To be done
Pull out every line in the entries below that contains the word "come", copying each such line in full.

═════ Provided records

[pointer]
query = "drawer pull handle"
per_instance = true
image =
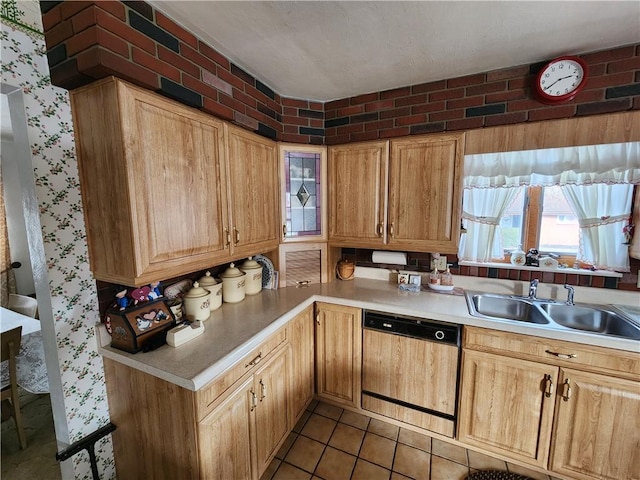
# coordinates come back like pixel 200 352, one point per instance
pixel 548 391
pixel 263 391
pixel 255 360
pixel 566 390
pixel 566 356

══════════
═════ Provided records

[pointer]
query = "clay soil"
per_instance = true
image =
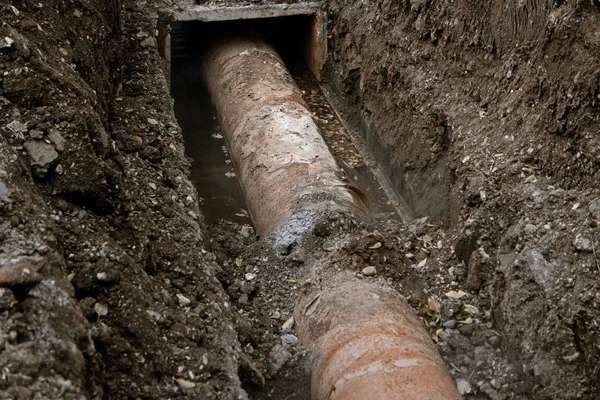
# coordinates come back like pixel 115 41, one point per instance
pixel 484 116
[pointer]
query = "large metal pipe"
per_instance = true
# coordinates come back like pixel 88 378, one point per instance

══════════

Task response
# coordinates come back like pixel 200 352, one point per instance
# coordinates come back like pixel 115 41, one point per instance
# coordinates come back like pixel 88 378, one point per instance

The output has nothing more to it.